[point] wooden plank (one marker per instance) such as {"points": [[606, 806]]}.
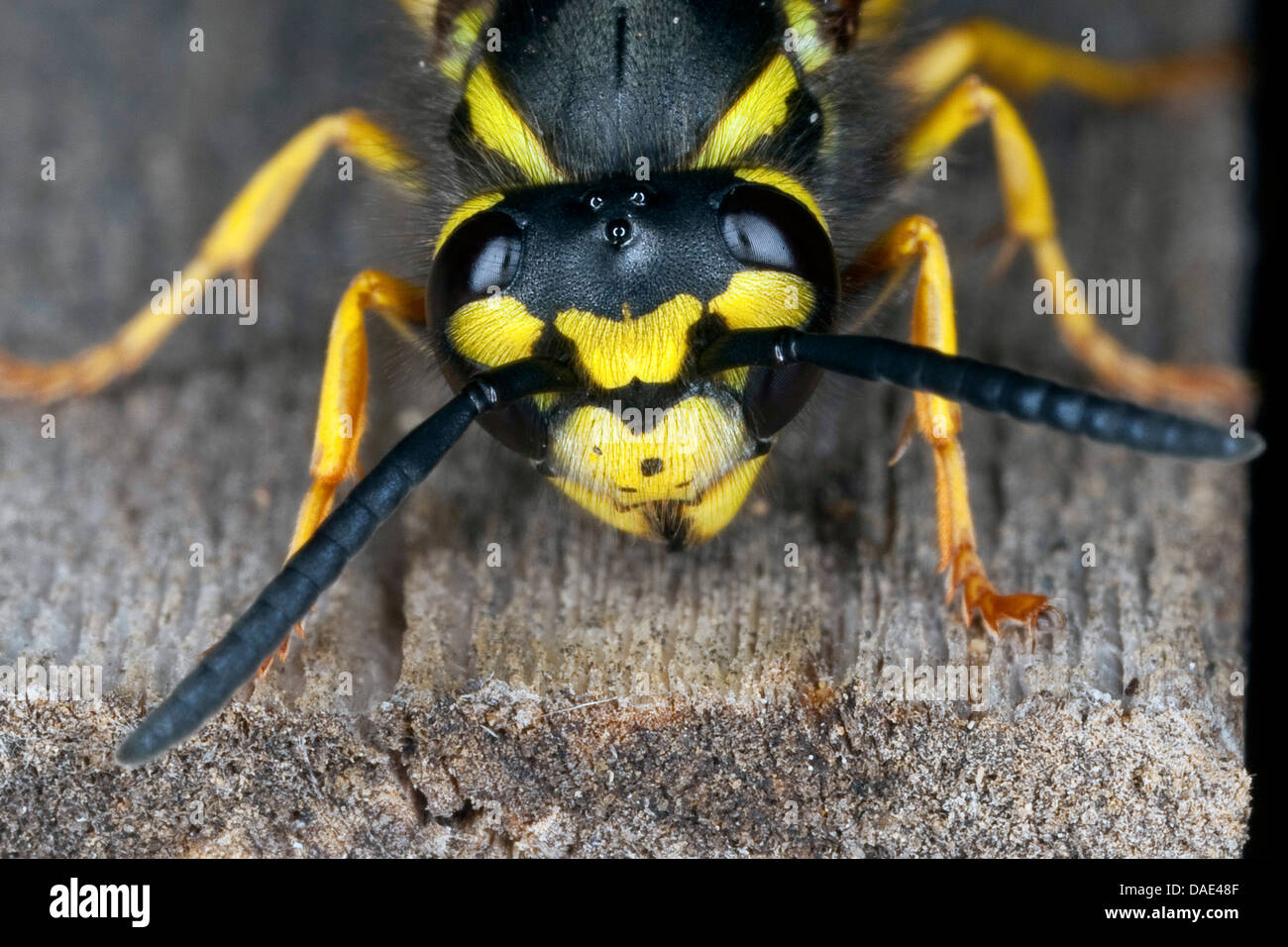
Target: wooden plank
{"points": [[593, 694]]}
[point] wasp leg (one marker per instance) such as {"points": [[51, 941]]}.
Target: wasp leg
{"points": [[939, 421], [230, 247], [1026, 64], [343, 402], [1030, 218]]}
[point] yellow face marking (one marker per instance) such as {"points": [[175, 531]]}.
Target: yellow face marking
{"points": [[493, 331], [787, 184], [501, 129], [619, 464], [811, 50], [764, 299], [651, 348], [722, 500], [476, 205], [703, 518], [760, 111]]}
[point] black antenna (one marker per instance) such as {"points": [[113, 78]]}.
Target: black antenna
{"points": [[284, 600], [988, 386]]}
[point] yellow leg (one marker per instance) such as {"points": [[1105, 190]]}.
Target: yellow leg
{"points": [[1030, 218], [343, 402], [939, 421], [231, 247], [1028, 64]]}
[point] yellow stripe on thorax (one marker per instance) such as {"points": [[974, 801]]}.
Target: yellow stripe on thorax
{"points": [[764, 299], [760, 111], [468, 209], [651, 348], [501, 129], [460, 43], [811, 47]]}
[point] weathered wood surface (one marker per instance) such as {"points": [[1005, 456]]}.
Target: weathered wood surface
{"points": [[592, 694]]}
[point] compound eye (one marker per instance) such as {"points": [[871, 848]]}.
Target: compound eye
{"points": [[480, 260], [767, 230]]}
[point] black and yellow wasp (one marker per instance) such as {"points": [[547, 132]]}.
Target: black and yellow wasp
{"points": [[651, 244]]}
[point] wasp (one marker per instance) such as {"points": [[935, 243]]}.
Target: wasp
{"points": [[651, 249]]}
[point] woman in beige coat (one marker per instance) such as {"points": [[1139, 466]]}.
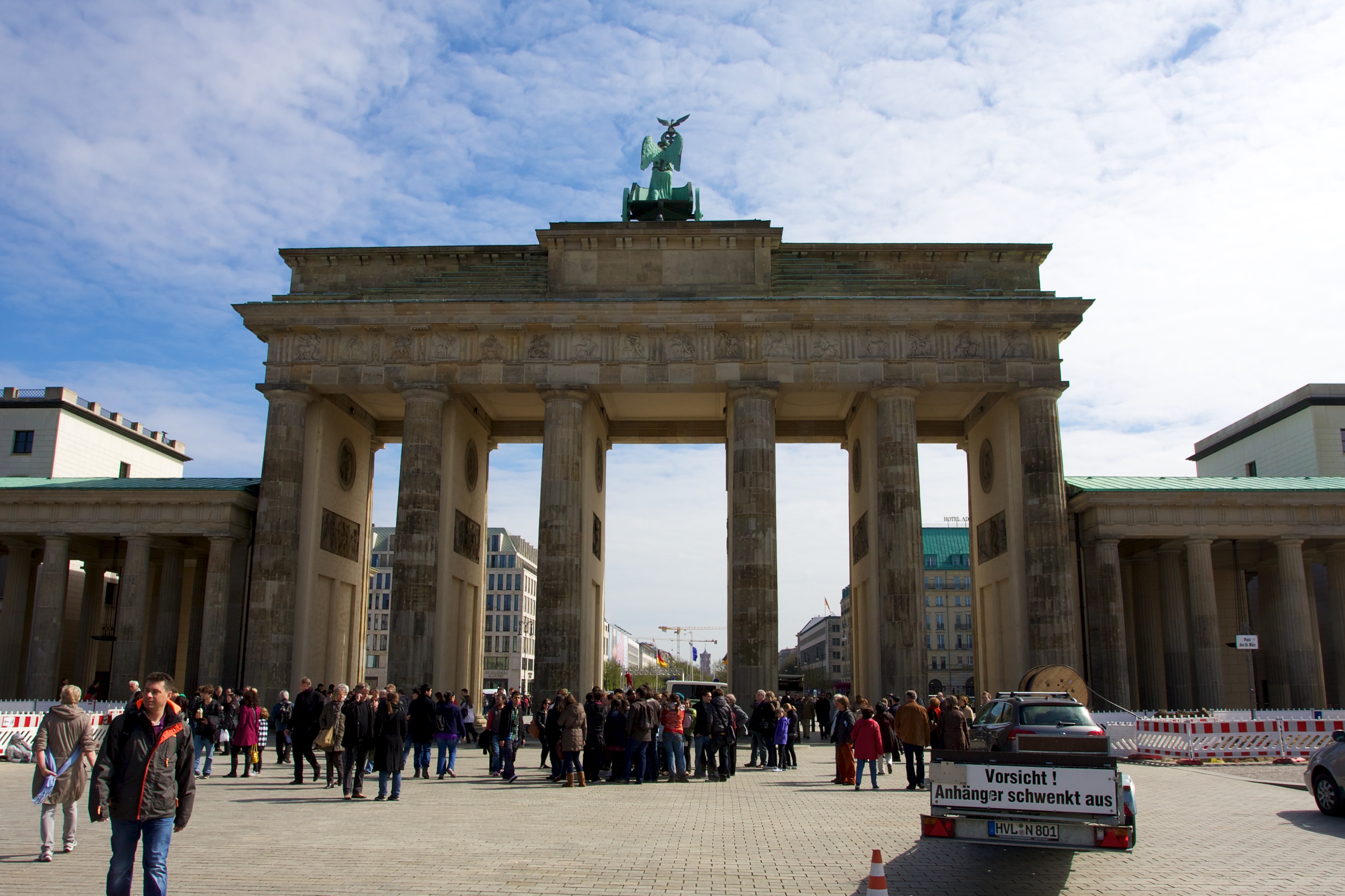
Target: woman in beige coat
{"points": [[65, 732], [574, 723]]}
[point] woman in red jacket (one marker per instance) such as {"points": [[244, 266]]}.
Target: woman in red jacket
{"points": [[868, 747]]}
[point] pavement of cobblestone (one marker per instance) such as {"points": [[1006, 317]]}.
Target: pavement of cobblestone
{"points": [[778, 833]]}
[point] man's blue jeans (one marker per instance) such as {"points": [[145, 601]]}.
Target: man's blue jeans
{"points": [[202, 746], [154, 859], [451, 749], [423, 756], [674, 754]]}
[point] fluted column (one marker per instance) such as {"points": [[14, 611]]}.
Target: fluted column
{"points": [[1107, 623], [1149, 634], [754, 596], [91, 623], [411, 644], [899, 563], [560, 544], [1052, 632], [215, 614], [164, 656], [1333, 625], [18, 572], [1302, 661], [49, 610], [275, 580], [1204, 625], [1172, 595], [132, 599]]}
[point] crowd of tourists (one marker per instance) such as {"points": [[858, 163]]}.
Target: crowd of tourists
{"points": [[145, 775]]}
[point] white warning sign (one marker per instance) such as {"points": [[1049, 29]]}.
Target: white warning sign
{"points": [[1086, 792]]}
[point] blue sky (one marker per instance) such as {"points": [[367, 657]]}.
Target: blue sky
{"points": [[1183, 157]]}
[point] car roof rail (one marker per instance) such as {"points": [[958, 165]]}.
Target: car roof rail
{"points": [[1054, 695]]}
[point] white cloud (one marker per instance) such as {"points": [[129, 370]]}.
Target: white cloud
{"points": [[1183, 158]]}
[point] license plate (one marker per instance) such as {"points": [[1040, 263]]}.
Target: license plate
{"points": [[1024, 831]]}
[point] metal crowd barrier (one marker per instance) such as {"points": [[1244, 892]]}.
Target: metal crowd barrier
{"points": [[1216, 739], [25, 727]]}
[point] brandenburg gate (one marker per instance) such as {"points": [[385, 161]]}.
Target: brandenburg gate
{"points": [[654, 332]]}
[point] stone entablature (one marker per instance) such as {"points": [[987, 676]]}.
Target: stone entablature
{"points": [[669, 260], [49, 508]]}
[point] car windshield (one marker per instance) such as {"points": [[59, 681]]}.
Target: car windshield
{"points": [[1055, 715]]}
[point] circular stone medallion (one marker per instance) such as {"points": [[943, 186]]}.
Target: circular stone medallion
{"points": [[988, 467], [471, 465], [346, 465]]}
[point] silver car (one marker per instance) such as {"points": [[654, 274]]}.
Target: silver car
{"points": [[1325, 773]]}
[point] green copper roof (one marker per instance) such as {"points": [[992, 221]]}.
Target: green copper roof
{"points": [[134, 485], [1079, 485], [946, 547]]}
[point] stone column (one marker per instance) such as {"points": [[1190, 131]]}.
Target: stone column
{"points": [[275, 578], [754, 598], [411, 645], [12, 614], [1333, 626], [1107, 625], [1149, 634], [1204, 625], [1302, 662], [560, 544], [1052, 630], [132, 598], [164, 654], [91, 623], [1172, 595], [49, 608], [899, 563], [197, 610], [215, 615]]}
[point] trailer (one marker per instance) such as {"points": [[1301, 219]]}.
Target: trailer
{"points": [[1047, 800]]}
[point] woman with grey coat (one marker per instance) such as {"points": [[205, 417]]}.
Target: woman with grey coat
{"points": [[64, 734]]}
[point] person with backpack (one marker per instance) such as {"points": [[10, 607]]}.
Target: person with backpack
{"points": [[280, 715], [448, 731], [842, 730], [208, 719], [723, 726], [143, 782], [61, 747]]}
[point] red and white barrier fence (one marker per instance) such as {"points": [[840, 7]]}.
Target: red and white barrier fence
{"points": [[1218, 739], [25, 727]]}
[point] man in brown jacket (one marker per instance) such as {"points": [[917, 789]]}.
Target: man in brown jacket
{"points": [[914, 734], [63, 747]]}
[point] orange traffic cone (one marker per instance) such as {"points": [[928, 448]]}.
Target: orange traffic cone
{"points": [[878, 879]]}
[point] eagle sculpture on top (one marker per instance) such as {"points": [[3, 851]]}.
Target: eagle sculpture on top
{"points": [[661, 201]]}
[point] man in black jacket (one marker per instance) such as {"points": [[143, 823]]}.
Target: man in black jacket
{"points": [[145, 783], [357, 741], [303, 726], [420, 723], [595, 746]]}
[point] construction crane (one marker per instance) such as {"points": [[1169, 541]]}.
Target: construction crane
{"points": [[681, 629]]}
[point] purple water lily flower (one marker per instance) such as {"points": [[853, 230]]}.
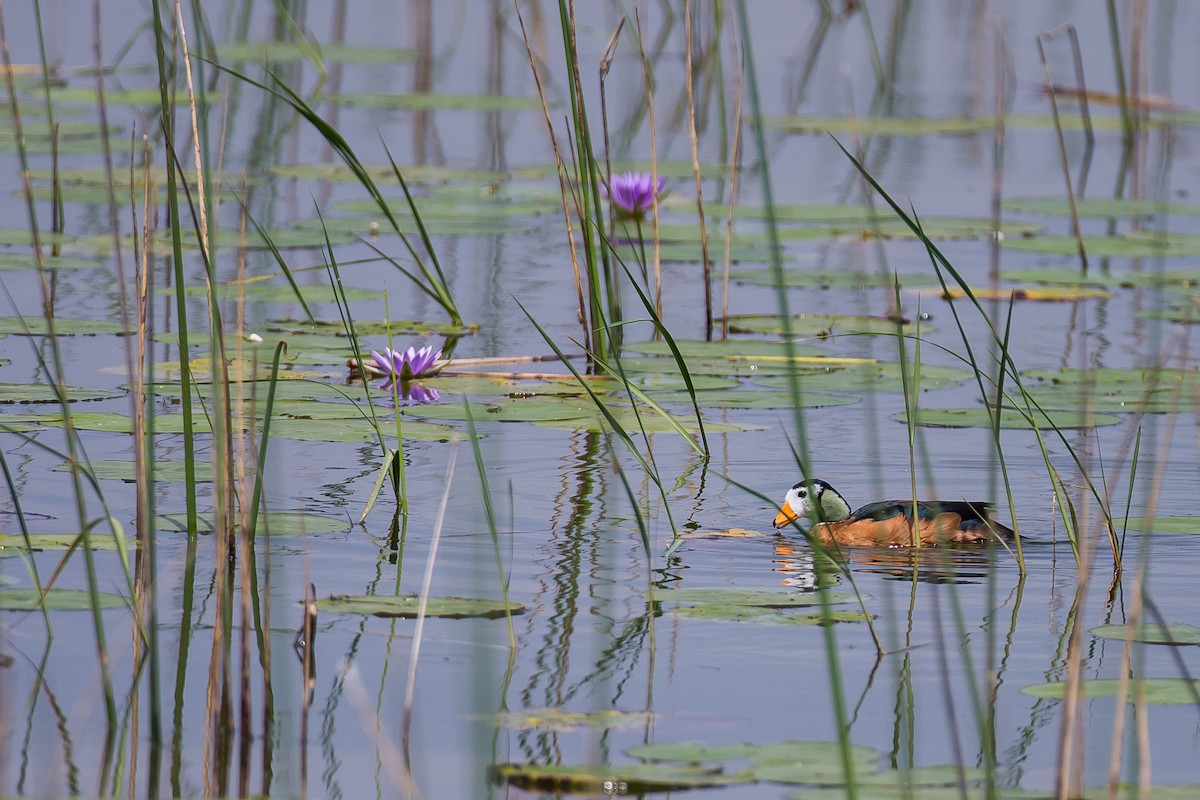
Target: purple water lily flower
{"points": [[633, 193], [401, 366]]}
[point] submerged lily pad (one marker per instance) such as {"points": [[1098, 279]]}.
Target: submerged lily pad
{"points": [[63, 326], [1165, 524], [1011, 419], [748, 597], [47, 394], [264, 52], [60, 542], [624, 779], [509, 410], [822, 325], [755, 398], [1151, 632], [880, 377], [407, 606], [430, 101], [1107, 246], [1099, 206], [1158, 691], [125, 470], [276, 523], [564, 720], [57, 600]]}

+ + +

GOAL OF THE EXERCISE
Rewrite the whole listing with "one marker per instance" swapped for "one marker per object" and everything else unchanged. Leave out the pictures.

THE REPLY
[point] wooden plank (one marker per object) such as {"points": [[606, 806]]}.
Target: wooden plank
{"points": [[593, 694]]}
[point] wasp leg (one marker per object) such as {"points": [[51, 941]]}.
Target: wasp leg
{"points": [[939, 421], [230, 247], [1026, 64], [343, 402], [1030, 218]]}
[point] yellow face marking (one marker per object) such as {"points": [[175, 531]]}.
Target: yellow face marking
{"points": [[493, 331], [787, 184], [501, 129], [619, 464], [811, 50], [764, 299], [651, 348], [722, 500], [476, 205], [703, 518], [760, 111]]}
[point] black antenna (one marker per object) such as {"points": [[113, 78]]}.
Target: black antenna
{"points": [[284, 600], [988, 386]]}
[point] yellow leg (one marker per object) such as {"points": [[1105, 190]]}.
Target: yellow leg
{"points": [[1030, 218], [343, 402], [939, 421], [231, 247], [1028, 64]]}
[point] yellow stripe on thorax (one marker per object) such as {"points": [[974, 801]]}.
Target: yellow stripe on thorax
{"points": [[764, 299], [760, 111], [468, 209], [651, 348], [501, 129], [460, 43], [811, 47]]}
[point] weathered wood surface (one marker per object) such as {"points": [[1005, 456]]}.
Target: weathered wood surface
{"points": [[592, 694]]}
[point] compound eye (one marker per object) such as {"points": [[871, 848]]}.
Target: compound eye
{"points": [[480, 260], [767, 230]]}
[point] black and yellow wasp (one marker per object) such as {"points": [[547, 132]]}.
Target: black and yellow wasp
{"points": [[651, 244]]}
[point] wasp (one marker per object) such as {"points": [[935, 243]]}.
Target: wasp
{"points": [[651, 249]]}
[point] woman in beige coat (one marker per object) such as {"points": [[1139, 466]]}.
Target: woman in beige coat
{"points": [[65, 732], [574, 723]]}
[point] woman in red jacket (one marker per object) such as {"points": [[244, 266]]}.
Target: woman in red jacket
{"points": [[868, 747]]}
[point] pavement of cobblestone (one marker per object) such as {"points": [[1006, 317]]}.
Target: pavement of cobblestone
{"points": [[778, 833]]}
[point] man's blue jeans (one marker per object) such as {"points": [[145, 601]]}.
Target: man's blue jeans
{"points": [[202, 746], [154, 859], [451, 749], [423, 756], [674, 754]]}
[point] fluted column (one marker per object) such as {"points": [[14, 611]]}.
Target: fluted column
{"points": [[1107, 623], [1149, 634], [754, 596], [91, 623], [411, 644], [899, 563], [560, 544], [1052, 632], [215, 614], [164, 656], [1333, 625], [18, 572], [1302, 661], [49, 610], [275, 580], [1204, 625], [1172, 595], [132, 599]]}
[point] crowd of tourists (one marker per object) such as {"points": [[858, 163]]}.
Target: crowd of tourists
{"points": [[145, 775]]}
[point] white warning sign (one marker per object) such as {"points": [[1049, 29]]}.
Target: white warning sign
{"points": [[1086, 792]]}
[point] blue sky (one marker per object) such as {"points": [[367, 657]]}.
Target: blue sky
{"points": [[1183, 157]]}
[point] car roof rail (one marker per object) such as {"points": [[958, 165]]}.
Target: car roof rail
{"points": [[1054, 695]]}
[point] white cloud (one marker per object) such as {"points": [[129, 370]]}.
Target: white cloud
{"points": [[1183, 158]]}
[point] license plate (one marker per object) such as {"points": [[1040, 263]]}.
Target: license plate
{"points": [[1024, 831]]}
[point] metal crowd barrier (one marker per object) such as {"points": [[1244, 892]]}.
Target: metal crowd barrier
{"points": [[1216, 739], [25, 727]]}
[point] brandenburg gate (one marker per object) such as {"points": [[385, 161]]}.
Target: brandenburg gate
{"points": [[654, 332]]}
[point] stone entablature (one marker per object) such as {"points": [[987, 676]]}.
Target: stone entablature
{"points": [[669, 260], [49, 508]]}
[point] car windshield (one marker per object) such as {"points": [[59, 681]]}.
Target: car windshield
{"points": [[1055, 715]]}
[point] circular stone medallion (one marker per object) such as {"points": [[943, 186]]}.
Target: circular stone medallion
{"points": [[988, 467], [471, 465], [346, 465]]}
[point] silver car (one marker per object) such as {"points": [[654, 274]]}.
Target: silver car
{"points": [[1325, 773]]}
[point] green copper roof (one marker per object) such as {"points": [[992, 221]]}.
Target: green copper roof
{"points": [[134, 485], [1079, 485], [946, 547]]}
[point] stone column (one marker per object) such as {"points": [[1190, 131]]}.
Target: stone column
{"points": [[275, 578], [754, 598], [411, 645], [12, 614], [1333, 626], [1107, 625], [1149, 634], [1204, 625], [1302, 662], [560, 544], [1052, 630], [132, 598], [164, 654], [91, 623], [1172, 595], [49, 608], [899, 563], [197, 610], [215, 615]]}
[point] trailer (one marker per object) such as {"points": [[1301, 219]]}.
Target: trailer
{"points": [[1047, 800]]}
[point] woman with grey coat (one marker per object) such as {"points": [[205, 417]]}.
Target: woman with grey coat
{"points": [[64, 734]]}
[point] person with backpack (one marker per object) such as {"points": [[10, 607]]}.
Target: person with backpack
{"points": [[280, 715], [448, 731], [842, 730], [208, 719], [723, 726], [143, 782], [61, 747]]}
[point] red and white barrier fence (one marker per object) such as {"points": [[840, 7]]}.
Target: red and white barrier fence
{"points": [[1218, 739], [25, 727]]}
[point] man in brown jacket (one marker per object) such as {"points": [[917, 789]]}.
Target: man in brown jacket
{"points": [[914, 734], [63, 747]]}
[point] orange traffic cone (one marker per object) such as {"points": [[928, 448]]}.
Target: orange traffic cone
{"points": [[878, 879]]}
[point] eagle sculpture on top (one marker per object) such as {"points": [[3, 851]]}.
Target: eagle sculpture on top
{"points": [[661, 201]]}
[point] man in black jacket (one marker per object) such as {"points": [[143, 823]]}.
Target: man in black jacket
{"points": [[145, 783], [357, 741], [303, 726], [420, 723], [595, 746]]}
[point] construction crane (one marker per object) such as {"points": [[1169, 541]]}.
Target: construction crane
{"points": [[681, 629]]}
[point] purple water lily flower (one marker per object) such as {"points": [[853, 230]]}.
Target: purple water lily flower
{"points": [[633, 193], [401, 366]]}
[point] submerged lily pad (one marker per object) such as {"points": [[1098, 279]]}.
Target: submerged lily pad
{"points": [[63, 326], [1165, 524], [1011, 419], [748, 597], [47, 394], [264, 52], [60, 542], [624, 779], [509, 410], [822, 325], [755, 398], [1151, 632], [880, 377], [407, 606], [430, 101], [1107, 246], [1099, 206], [1158, 691], [125, 470], [276, 523], [564, 720], [57, 600]]}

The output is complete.